Instructions to follow »
Return the records, each one exactly as written.

----------

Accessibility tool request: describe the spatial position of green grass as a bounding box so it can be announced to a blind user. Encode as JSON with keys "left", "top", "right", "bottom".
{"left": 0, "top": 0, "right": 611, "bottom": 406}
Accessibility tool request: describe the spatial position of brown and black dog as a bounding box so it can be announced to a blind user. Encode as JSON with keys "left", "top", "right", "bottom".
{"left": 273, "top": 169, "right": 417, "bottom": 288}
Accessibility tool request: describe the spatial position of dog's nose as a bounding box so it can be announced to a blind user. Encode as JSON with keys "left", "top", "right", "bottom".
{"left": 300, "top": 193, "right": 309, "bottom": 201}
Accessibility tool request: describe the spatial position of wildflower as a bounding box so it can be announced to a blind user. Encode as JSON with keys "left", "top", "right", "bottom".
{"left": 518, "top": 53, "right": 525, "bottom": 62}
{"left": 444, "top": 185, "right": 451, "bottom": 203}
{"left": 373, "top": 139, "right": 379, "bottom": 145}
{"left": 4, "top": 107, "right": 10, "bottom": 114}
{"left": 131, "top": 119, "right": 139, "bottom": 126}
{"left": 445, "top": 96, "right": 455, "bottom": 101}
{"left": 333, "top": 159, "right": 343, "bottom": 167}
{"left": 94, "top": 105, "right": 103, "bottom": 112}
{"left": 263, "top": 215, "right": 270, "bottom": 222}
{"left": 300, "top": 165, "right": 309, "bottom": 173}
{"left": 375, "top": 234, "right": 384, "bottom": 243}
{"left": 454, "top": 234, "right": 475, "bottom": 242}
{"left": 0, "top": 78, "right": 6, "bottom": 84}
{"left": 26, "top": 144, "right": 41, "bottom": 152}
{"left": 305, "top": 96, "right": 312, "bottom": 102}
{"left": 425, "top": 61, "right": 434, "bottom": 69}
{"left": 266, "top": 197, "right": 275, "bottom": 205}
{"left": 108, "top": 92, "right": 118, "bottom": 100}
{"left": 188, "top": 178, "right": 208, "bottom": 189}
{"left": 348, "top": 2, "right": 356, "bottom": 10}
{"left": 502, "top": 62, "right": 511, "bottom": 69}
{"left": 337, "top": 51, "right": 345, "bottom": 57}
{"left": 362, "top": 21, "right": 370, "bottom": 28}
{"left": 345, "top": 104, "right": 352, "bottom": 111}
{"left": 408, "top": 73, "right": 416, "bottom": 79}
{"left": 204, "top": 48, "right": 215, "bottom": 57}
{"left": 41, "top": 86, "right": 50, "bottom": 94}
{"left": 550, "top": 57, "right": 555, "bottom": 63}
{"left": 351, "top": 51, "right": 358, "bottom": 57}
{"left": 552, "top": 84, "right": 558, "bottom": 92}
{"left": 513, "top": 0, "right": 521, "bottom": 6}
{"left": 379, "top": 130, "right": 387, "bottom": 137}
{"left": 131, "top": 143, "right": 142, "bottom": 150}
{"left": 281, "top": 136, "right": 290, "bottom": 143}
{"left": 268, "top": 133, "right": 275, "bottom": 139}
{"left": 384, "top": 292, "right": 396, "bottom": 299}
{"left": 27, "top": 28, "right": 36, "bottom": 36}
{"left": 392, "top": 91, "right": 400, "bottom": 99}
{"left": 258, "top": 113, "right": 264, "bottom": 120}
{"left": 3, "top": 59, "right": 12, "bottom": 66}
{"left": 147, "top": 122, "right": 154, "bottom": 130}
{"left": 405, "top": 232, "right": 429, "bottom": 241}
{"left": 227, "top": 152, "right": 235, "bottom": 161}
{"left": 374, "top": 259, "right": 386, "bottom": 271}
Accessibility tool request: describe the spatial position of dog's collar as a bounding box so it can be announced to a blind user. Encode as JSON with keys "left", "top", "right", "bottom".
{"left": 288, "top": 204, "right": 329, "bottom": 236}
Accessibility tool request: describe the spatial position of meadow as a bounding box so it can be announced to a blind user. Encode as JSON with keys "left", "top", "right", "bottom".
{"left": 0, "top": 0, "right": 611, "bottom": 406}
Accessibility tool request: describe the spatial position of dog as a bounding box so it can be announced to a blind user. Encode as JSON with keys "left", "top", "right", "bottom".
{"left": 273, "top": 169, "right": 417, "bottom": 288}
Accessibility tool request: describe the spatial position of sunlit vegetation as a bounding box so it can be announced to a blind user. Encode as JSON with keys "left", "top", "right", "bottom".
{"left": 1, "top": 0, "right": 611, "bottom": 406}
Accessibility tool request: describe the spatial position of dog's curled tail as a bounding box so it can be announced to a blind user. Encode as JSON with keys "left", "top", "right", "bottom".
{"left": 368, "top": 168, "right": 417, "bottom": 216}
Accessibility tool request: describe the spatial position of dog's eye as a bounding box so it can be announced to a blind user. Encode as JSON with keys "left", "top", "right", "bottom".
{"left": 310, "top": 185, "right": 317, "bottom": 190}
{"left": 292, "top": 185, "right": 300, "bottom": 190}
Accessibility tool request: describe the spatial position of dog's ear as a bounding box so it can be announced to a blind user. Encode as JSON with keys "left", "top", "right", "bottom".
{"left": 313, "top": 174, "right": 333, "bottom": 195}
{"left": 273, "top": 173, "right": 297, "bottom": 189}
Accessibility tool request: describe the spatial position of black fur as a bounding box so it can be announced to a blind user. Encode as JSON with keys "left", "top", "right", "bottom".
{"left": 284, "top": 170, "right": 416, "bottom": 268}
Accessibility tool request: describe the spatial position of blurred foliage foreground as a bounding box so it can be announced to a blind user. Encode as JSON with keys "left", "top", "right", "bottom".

----------

Answer space »
Accessibility tool request: describe the spatial position of green grass as a bounding box so it can be announced to a blind user. Encode as JSON with keys "left", "top", "right", "bottom".
{"left": 0, "top": 0, "right": 611, "bottom": 406}
Accessibility tool request: describe the spatial position of brown and black dog as a bounding box so it can be announced to a blind user. Encode as JSON with keys "left", "top", "right", "bottom".
{"left": 273, "top": 169, "right": 417, "bottom": 288}
Accessibility tool request: describe the spatial position of dog's nose as a bounding box so it can be announced to a blind user. Encode as JSON with keys "left", "top", "right", "bottom".
{"left": 300, "top": 193, "right": 309, "bottom": 201}
Accessibility tool request: describe the spatial position of wildflower as a bounding box so it can be announced to a blind user. Encode as JSON with keys "left", "top", "right", "bottom".
{"left": 518, "top": 53, "right": 525, "bottom": 62}
{"left": 444, "top": 185, "right": 451, "bottom": 203}
{"left": 373, "top": 139, "right": 379, "bottom": 145}
{"left": 4, "top": 107, "right": 10, "bottom": 114}
{"left": 131, "top": 119, "right": 139, "bottom": 126}
{"left": 445, "top": 96, "right": 455, "bottom": 101}
{"left": 333, "top": 159, "right": 343, "bottom": 167}
{"left": 94, "top": 105, "right": 103, "bottom": 112}
{"left": 263, "top": 215, "right": 270, "bottom": 222}
{"left": 300, "top": 165, "right": 309, "bottom": 173}
{"left": 375, "top": 234, "right": 384, "bottom": 243}
{"left": 454, "top": 234, "right": 475, "bottom": 242}
{"left": 0, "top": 78, "right": 6, "bottom": 84}
{"left": 26, "top": 144, "right": 41, "bottom": 152}
{"left": 305, "top": 96, "right": 312, "bottom": 102}
{"left": 425, "top": 61, "right": 434, "bottom": 69}
{"left": 266, "top": 197, "right": 275, "bottom": 205}
{"left": 108, "top": 92, "right": 118, "bottom": 100}
{"left": 188, "top": 178, "right": 208, "bottom": 189}
{"left": 348, "top": 2, "right": 356, "bottom": 10}
{"left": 502, "top": 62, "right": 511, "bottom": 69}
{"left": 337, "top": 51, "right": 345, "bottom": 57}
{"left": 362, "top": 21, "right": 370, "bottom": 28}
{"left": 345, "top": 104, "right": 352, "bottom": 111}
{"left": 408, "top": 73, "right": 416, "bottom": 79}
{"left": 204, "top": 48, "right": 215, "bottom": 57}
{"left": 41, "top": 86, "right": 50, "bottom": 94}
{"left": 550, "top": 57, "right": 555, "bottom": 63}
{"left": 351, "top": 51, "right": 358, "bottom": 57}
{"left": 552, "top": 84, "right": 558, "bottom": 92}
{"left": 513, "top": 0, "right": 521, "bottom": 6}
{"left": 379, "top": 130, "right": 387, "bottom": 137}
{"left": 131, "top": 143, "right": 142, "bottom": 150}
{"left": 281, "top": 136, "right": 290, "bottom": 143}
{"left": 268, "top": 133, "right": 275, "bottom": 139}
{"left": 384, "top": 292, "right": 396, "bottom": 299}
{"left": 27, "top": 28, "right": 36, "bottom": 36}
{"left": 392, "top": 91, "right": 400, "bottom": 99}
{"left": 258, "top": 113, "right": 264, "bottom": 120}
{"left": 3, "top": 59, "right": 12, "bottom": 66}
{"left": 147, "top": 122, "right": 154, "bottom": 130}
{"left": 405, "top": 232, "right": 429, "bottom": 241}
{"left": 227, "top": 152, "right": 235, "bottom": 161}
{"left": 374, "top": 259, "right": 386, "bottom": 271}
Accessibility tool request: describe the spatial position of dog's collar as a bounding box so it can be announced to a blind user. Encode as JSON with keys "left", "top", "right", "bottom".
{"left": 288, "top": 204, "right": 329, "bottom": 236}
Accessibility tool request: describe the spatial position of meadow as a bounding box so it can be announced to a blind user. Encode as JSON with keys "left", "top", "right", "bottom".
{"left": 0, "top": 0, "right": 611, "bottom": 406}
Accessibility tool request: describe the spatial position of dog as a bounding box so it can be announced to a blind user. Encode as JSON with keys "left", "top", "right", "bottom".
{"left": 273, "top": 169, "right": 417, "bottom": 288}
Accessibility tool request: describe the spatial position of sunlit vegetation as a bounding box so it can be announced to a blind user. Encode as JSON with keys "left", "top", "right", "bottom".
{"left": 1, "top": 0, "right": 611, "bottom": 406}
Accessibility tool request: describe the spatial position of dog's curled tail as a bounding box so it can be announced to a blind user. Encode as JSON with keys "left", "top", "right", "bottom".
{"left": 368, "top": 168, "right": 417, "bottom": 216}
Accessibility tool request: describe the spatial position of dog's eye as a bounding box so it can be announced to a blind user. Encode as JSON with keys "left", "top", "right", "bottom".
{"left": 310, "top": 185, "right": 317, "bottom": 190}
{"left": 292, "top": 185, "right": 300, "bottom": 190}
Accessibility tool request: describe the spatial position of dog's ear as a bounding box so it can be announced to a blind user. Encode as JSON with keys "left", "top", "right", "bottom".
{"left": 313, "top": 174, "right": 333, "bottom": 195}
{"left": 273, "top": 173, "right": 297, "bottom": 189}
Accessibility tool request: describe the spatial position of black fur as a bounding box so it can be announced to a blind user. Encode as JSON with keys "left", "top", "right", "bottom".
{"left": 284, "top": 170, "right": 416, "bottom": 268}
Accessibility tool request: describe the spatial position of blurred foliage foreground as a bounding box so it can be announced to a blind user. Encode as JSON with keys "left", "top", "right", "bottom".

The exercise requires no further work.